● Task brief
Locate each line in the rows that contains the word "leafy" and copy those lines.

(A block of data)

-------

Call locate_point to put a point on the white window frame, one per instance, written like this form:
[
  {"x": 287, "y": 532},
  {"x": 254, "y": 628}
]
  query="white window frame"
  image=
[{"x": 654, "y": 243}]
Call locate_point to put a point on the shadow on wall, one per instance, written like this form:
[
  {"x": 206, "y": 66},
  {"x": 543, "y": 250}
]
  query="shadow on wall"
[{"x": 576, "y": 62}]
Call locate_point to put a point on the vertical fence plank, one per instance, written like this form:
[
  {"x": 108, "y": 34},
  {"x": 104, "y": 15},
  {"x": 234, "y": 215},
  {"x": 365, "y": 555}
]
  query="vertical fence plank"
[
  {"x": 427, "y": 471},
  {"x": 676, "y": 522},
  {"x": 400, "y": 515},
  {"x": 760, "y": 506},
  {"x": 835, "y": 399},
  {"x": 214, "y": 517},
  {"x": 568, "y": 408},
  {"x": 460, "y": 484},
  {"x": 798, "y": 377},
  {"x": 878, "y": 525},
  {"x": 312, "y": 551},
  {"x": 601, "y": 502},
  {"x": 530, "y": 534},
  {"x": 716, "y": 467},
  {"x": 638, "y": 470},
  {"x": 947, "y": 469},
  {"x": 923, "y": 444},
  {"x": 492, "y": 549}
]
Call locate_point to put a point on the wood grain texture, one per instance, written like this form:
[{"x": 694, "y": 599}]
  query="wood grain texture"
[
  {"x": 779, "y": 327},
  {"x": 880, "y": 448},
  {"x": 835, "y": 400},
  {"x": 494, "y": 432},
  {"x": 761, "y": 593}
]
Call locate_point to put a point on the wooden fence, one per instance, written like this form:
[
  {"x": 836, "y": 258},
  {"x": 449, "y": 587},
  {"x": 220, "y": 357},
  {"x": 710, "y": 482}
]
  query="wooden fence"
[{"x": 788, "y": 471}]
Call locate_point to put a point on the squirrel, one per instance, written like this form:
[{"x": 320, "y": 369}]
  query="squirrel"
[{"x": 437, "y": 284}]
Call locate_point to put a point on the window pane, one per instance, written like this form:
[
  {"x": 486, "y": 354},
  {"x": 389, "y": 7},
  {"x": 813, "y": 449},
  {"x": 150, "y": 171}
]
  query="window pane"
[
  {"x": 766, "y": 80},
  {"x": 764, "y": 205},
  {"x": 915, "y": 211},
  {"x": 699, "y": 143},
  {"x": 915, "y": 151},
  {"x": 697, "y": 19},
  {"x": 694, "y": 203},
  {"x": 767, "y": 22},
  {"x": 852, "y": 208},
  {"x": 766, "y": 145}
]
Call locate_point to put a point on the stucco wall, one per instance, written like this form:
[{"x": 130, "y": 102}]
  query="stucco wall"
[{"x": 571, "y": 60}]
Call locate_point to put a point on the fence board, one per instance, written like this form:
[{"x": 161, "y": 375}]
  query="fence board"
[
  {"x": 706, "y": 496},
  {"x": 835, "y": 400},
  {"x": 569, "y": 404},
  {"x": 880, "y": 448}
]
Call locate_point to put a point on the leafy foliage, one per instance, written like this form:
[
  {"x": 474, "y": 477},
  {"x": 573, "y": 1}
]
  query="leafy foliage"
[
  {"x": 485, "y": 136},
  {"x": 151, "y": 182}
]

-------

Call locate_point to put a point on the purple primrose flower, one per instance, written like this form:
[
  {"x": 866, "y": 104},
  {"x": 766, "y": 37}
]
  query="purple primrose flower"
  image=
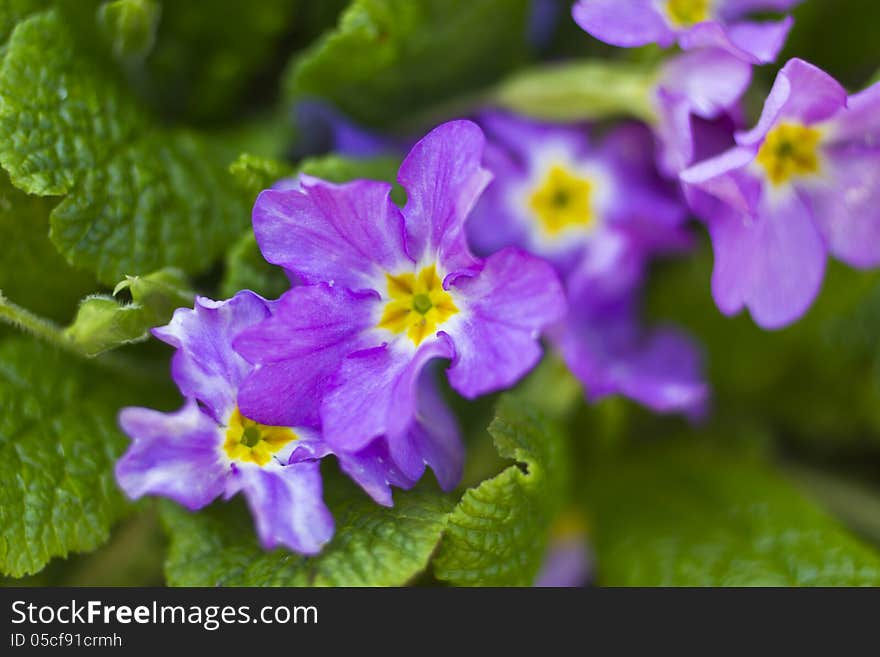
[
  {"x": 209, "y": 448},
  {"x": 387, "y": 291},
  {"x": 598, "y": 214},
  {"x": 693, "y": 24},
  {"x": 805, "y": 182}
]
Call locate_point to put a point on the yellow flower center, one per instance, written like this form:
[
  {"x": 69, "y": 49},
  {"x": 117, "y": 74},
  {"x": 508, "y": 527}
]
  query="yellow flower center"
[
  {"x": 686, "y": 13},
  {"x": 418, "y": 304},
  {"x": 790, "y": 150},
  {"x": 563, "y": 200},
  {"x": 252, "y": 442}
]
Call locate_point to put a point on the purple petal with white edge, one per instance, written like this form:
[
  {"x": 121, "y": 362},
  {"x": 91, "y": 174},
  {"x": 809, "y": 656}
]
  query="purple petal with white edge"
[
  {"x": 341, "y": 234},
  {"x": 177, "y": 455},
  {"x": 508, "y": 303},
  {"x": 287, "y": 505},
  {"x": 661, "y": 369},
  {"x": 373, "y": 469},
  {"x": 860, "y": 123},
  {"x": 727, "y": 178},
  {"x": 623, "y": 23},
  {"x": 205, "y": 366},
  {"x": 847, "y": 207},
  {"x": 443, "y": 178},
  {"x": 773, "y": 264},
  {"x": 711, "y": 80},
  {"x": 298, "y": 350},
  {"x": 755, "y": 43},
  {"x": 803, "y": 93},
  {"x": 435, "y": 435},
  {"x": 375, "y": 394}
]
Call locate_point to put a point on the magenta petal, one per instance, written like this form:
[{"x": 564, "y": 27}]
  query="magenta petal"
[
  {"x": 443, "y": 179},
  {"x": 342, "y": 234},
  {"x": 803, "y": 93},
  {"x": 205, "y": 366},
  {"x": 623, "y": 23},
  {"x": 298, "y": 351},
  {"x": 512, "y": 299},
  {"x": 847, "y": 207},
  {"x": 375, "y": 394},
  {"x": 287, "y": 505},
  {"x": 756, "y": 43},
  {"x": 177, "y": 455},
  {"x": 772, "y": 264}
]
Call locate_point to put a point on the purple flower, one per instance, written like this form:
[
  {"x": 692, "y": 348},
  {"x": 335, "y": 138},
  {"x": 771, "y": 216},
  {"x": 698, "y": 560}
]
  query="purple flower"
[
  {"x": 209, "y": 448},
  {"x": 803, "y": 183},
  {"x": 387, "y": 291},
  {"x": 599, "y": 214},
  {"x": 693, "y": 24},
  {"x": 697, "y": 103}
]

-------

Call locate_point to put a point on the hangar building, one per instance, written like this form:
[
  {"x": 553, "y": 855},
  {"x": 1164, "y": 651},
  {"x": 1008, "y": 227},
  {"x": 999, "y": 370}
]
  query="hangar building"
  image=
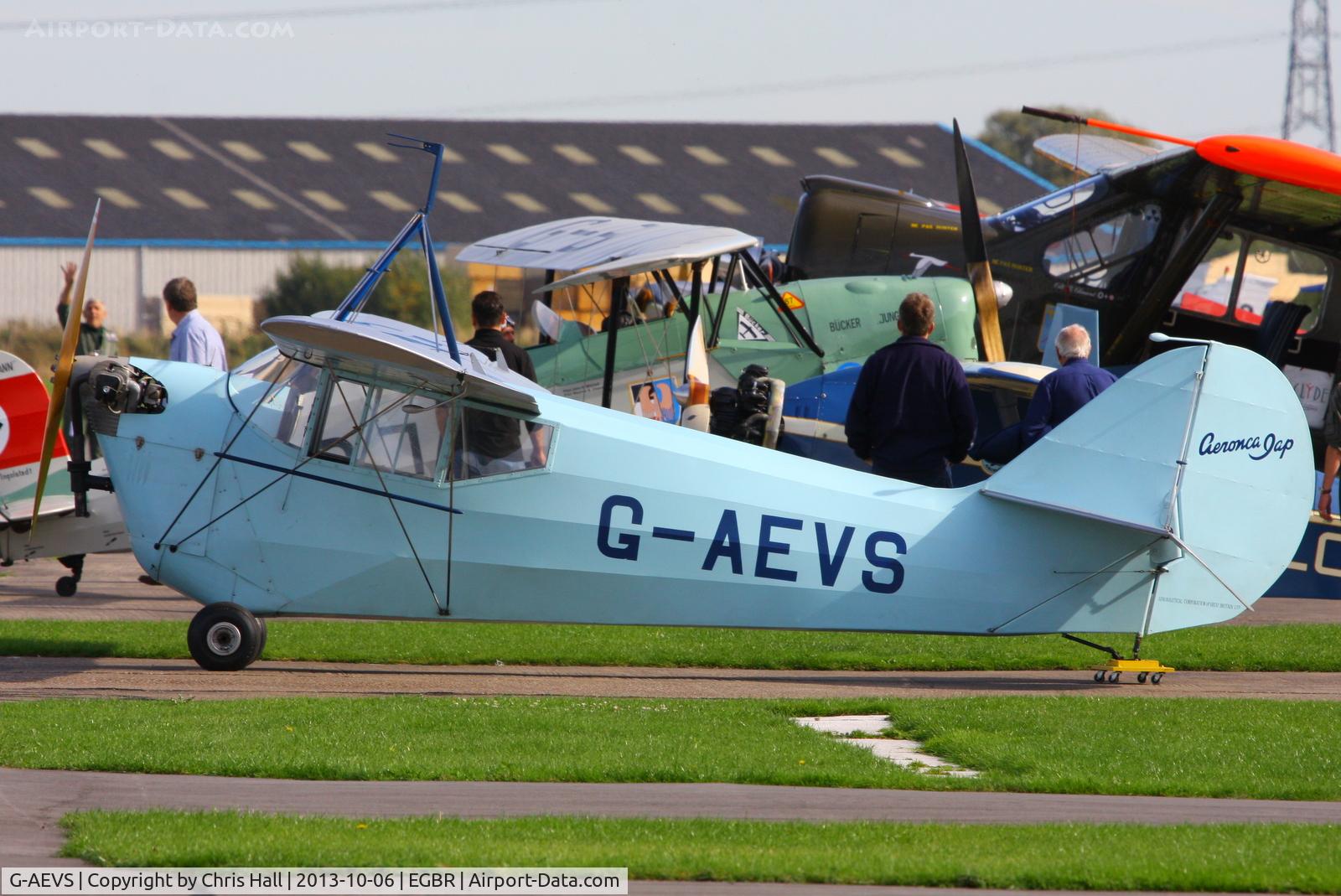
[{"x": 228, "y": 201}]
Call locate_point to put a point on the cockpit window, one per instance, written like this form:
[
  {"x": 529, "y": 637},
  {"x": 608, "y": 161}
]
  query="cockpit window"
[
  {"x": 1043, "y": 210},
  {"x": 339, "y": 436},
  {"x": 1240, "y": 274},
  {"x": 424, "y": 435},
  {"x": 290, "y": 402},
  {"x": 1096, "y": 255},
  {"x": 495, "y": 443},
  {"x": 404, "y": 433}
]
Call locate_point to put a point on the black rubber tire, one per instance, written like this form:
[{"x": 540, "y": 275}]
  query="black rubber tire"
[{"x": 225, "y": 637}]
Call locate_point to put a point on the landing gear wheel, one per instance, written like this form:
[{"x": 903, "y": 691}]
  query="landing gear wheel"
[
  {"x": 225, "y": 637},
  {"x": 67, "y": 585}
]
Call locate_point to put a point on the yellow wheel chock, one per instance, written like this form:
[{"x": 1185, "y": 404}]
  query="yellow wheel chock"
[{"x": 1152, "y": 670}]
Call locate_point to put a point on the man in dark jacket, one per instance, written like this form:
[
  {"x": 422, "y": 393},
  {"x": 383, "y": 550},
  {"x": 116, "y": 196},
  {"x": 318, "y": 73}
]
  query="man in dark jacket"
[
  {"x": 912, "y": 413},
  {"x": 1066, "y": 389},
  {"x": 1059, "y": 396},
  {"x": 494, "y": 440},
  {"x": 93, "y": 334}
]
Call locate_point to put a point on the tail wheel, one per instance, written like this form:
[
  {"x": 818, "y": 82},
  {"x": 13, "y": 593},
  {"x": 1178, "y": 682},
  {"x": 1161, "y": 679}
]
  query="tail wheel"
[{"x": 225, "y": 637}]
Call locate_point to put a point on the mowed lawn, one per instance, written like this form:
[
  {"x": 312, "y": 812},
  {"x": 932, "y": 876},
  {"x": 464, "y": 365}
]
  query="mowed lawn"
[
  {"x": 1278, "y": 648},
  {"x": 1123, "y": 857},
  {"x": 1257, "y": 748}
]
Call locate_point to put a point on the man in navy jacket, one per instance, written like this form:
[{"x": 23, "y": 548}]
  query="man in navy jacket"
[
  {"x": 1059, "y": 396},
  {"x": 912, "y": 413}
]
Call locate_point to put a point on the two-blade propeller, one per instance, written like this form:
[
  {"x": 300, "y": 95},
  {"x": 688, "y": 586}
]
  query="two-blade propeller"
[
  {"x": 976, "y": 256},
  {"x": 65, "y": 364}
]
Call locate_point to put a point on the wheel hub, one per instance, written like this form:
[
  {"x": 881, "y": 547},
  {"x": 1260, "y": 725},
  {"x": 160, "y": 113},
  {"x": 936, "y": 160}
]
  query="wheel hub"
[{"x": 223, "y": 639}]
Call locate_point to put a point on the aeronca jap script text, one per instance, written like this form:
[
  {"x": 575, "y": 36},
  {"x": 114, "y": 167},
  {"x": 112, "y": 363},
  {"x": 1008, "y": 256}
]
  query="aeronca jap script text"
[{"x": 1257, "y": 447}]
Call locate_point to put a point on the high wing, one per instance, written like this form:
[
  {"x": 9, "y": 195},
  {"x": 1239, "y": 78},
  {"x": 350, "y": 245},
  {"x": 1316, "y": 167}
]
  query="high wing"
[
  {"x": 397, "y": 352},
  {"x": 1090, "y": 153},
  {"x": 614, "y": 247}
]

-------

● Solution to the exercise
Call locate_point to put a point on the leafy foliage, one per instance, written like this form:
  query="leafy foliage"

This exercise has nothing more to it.